Problem description:
Reproduce all records verbatim.

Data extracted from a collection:

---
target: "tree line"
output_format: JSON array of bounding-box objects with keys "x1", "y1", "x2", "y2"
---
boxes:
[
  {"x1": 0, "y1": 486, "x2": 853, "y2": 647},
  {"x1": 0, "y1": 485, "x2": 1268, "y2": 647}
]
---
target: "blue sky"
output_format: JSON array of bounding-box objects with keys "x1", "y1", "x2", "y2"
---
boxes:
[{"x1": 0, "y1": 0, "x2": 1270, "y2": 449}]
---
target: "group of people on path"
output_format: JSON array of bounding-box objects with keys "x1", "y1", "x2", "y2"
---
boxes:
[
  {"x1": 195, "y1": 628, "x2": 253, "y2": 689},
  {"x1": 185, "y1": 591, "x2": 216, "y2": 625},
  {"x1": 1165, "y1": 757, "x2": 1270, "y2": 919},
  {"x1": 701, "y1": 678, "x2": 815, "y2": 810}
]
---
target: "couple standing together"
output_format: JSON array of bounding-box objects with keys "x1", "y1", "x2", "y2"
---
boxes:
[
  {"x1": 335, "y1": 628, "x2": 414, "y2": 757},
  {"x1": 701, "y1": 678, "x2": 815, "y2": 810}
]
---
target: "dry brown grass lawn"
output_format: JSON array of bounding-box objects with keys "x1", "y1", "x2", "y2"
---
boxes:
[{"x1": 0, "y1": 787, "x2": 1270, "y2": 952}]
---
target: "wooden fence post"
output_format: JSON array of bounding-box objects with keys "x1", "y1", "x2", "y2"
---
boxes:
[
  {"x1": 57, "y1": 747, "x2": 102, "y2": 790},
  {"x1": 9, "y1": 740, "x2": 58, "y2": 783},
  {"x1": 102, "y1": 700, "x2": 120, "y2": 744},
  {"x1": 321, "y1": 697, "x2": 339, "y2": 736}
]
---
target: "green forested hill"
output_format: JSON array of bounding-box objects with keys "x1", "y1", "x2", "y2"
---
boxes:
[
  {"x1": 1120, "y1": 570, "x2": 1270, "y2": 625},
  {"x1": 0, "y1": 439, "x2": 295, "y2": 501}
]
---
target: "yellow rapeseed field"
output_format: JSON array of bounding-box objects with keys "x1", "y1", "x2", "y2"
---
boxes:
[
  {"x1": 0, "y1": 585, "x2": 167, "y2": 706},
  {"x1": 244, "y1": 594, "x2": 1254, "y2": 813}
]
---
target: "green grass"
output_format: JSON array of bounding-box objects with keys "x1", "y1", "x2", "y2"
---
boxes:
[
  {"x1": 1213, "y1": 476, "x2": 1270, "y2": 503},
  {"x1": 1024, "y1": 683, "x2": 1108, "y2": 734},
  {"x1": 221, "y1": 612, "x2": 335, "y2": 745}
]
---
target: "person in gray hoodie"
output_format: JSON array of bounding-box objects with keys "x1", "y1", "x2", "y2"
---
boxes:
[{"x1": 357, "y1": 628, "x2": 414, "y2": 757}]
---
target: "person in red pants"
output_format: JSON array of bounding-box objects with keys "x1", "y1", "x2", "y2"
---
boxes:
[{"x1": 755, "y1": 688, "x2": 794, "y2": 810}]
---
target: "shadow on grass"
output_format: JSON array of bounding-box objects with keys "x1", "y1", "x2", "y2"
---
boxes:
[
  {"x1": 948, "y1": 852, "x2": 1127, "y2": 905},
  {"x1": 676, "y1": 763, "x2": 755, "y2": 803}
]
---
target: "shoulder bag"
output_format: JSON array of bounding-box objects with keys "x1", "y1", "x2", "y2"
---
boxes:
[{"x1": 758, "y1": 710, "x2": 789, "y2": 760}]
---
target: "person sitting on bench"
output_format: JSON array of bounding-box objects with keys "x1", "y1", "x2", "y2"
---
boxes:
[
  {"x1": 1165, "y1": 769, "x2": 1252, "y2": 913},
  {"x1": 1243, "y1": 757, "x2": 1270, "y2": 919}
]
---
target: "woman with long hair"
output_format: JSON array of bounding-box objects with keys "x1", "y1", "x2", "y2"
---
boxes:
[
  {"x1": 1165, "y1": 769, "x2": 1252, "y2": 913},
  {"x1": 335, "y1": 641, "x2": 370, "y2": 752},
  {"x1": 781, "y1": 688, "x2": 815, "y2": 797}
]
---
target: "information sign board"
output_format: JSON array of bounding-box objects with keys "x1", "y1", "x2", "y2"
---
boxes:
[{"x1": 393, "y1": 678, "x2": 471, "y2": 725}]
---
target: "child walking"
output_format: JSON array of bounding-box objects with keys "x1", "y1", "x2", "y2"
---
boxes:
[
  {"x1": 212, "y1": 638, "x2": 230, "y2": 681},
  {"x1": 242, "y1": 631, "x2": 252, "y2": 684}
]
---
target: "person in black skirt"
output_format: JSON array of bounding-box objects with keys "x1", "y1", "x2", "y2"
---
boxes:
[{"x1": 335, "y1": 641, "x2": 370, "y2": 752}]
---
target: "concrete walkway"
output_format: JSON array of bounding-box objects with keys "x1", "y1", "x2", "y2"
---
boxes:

Task result:
---
target: "tree line"
output_format: JSON array of bounding-box objects with keys "x1", "y1", "x2", "y2"
---
boxes:
[
  {"x1": 0, "y1": 486, "x2": 853, "y2": 647},
  {"x1": 0, "y1": 485, "x2": 1268, "y2": 647}
]
---
target: "blue sky"
output_format: JSON array of bounding-box objects with keys "x1", "y1", "x2", "y2"
---
boxes:
[{"x1": 0, "y1": 0, "x2": 1270, "y2": 449}]
---
target: "group of people on path"
output_format: JSON array of bounding-box objects with keys "x1", "y1", "x2", "y2"
---
boxes:
[
  {"x1": 195, "y1": 628, "x2": 253, "y2": 689},
  {"x1": 185, "y1": 591, "x2": 216, "y2": 625},
  {"x1": 1165, "y1": 757, "x2": 1270, "y2": 919},
  {"x1": 701, "y1": 678, "x2": 815, "y2": 810}
]
---
target: "couple standing together"
output_format: JSON array of bounding-box objects with keys "x1", "y1", "x2", "y2"
---
boxes:
[
  {"x1": 335, "y1": 628, "x2": 414, "y2": 757},
  {"x1": 701, "y1": 678, "x2": 815, "y2": 810}
]
---
target: "dry brown grass lawn"
output_format: JSON array of bounding-box objects with keys "x1", "y1", "x2", "y2"
---
boxes:
[{"x1": 0, "y1": 787, "x2": 1270, "y2": 952}]
---
target: "wooden fence post"
output_format: JSON array of bounding-box objects with keys "x1", "y1", "x2", "y2"
---
boxes:
[
  {"x1": 57, "y1": 747, "x2": 102, "y2": 790},
  {"x1": 9, "y1": 740, "x2": 58, "y2": 783},
  {"x1": 102, "y1": 700, "x2": 120, "y2": 744},
  {"x1": 321, "y1": 697, "x2": 339, "y2": 736}
]
---
target: "green forested hill"
output_format: JSON array of bounding-box objects with keys "x1", "y1", "x2", "y2"
---
boxes:
[
  {"x1": 1120, "y1": 570, "x2": 1270, "y2": 625},
  {"x1": 0, "y1": 439, "x2": 295, "y2": 501}
]
---
target: "yellow rapeseed field"
output_format: JSON array of bounding-box objects with keys "x1", "y1", "x2", "y2"
---
boxes:
[
  {"x1": 0, "y1": 585, "x2": 167, "y2": 706},
  {"x1": 244, "y1": 594, "x2": 1254, "y2": 813}
]
---
target: "green grass"
output_format: JSON array of bounding-box objects with keys "x1", "y1", "x2", "y2"
---
boxes:
[
  {"x1": 1213, "y1": 476, "x2": 1270, "y2": 503},
  {"x1": 1024, "y1": 683, "x2": 1108, "y2": 734},
  {"x1": 221, "y1": 612, "x2": 335, "y2": 745}
]
---
target: "person in gray hoodie"
output_format: JSON array of bounding-box objects with keys "x1", "y1", "x2", "y2"
---
boxes:
[{"x1": 357, "y1": 628, "x2": 414, "y2": 757}]
---
target: "person in red pants"
output_format: JSON array of bounding-box objects with keys "x1", "y1", "x2", "y2"
---
boxes:
[{"x1": 755, "y1": 688, "x2": 794, "y2": 810}]
---
target: "shadow on grass"
output_format: JSON array of bounding-box objects with keys "x1", "y1", "x2", "y2"
---
boxes:
[
  {"x1": 948, "y1": 852, "x2": 1127, "y2": 905},
  {"x1": 676, "y1": 763, "x2": 755, "y2": 803}
]
---
target: "shoulder bag"
output_format: JSON array of bounding-box objects with keys "x1", "y1", "x2", "y2"
---
boxes:
[{"x1": 758, "y1": 710, "x2": 789, "y2": 760}]
---
target: "person sitting on bench"
output_format: JSON array of bounding-box objects with keys "x1", "y1", "x2", "y2"
---
boxes:
[
  {"x1": 1165, "y1": 769, "x2": 1252, "y2": 913},
  {"x1": 1243, "y1": 757, "x2": 1270, "y2": 919}
]
---
target: "woman with long hair"
output_format: JSON array of bounding-box objects with keys "x1", "y1", "x2", "y2"
---
boxes:
[
  {"x1": 1165, "y1": 769, "x2": 1252, "y2": 913},
  {"x1": 335, "y1": 641, "x2": 370, "y2": 752},
  {"x1": 781, "y1": 688, "x2": 815, "y2": 797}
]
---
target: "information sign board"
output_format: JSON array of bounding-box objects with keys "x1", "y1", "x2", "y2"
---
boxes:
[{"x1": 393, "y1": 678, "x2": 471, "y2": 725}]
---
target: "child walking"
output_format: JSON array of bounding-box objects with keys "x1", "y1", "x2", "y2"
---
boxes:
[
  {"x1": 212, "y1": 638, "x2": 230, "y2": 681},
  {"x1": 242, "y1": 631, "x2": 252, "y2": 684}
]
---
target: "person in black skirt"
output_format: JSON array of bounding-box objects with keys "x1", "y1", "x2", "y2"
---
boxes:
[{"x1": 335, "y1": 641, "x2": 370, "y2": 752}]
---
target: "concrete walkway"
output_format: JSON array of bounding-box objects with keys "x1", "y1", "x2", "y2"
---
boxes:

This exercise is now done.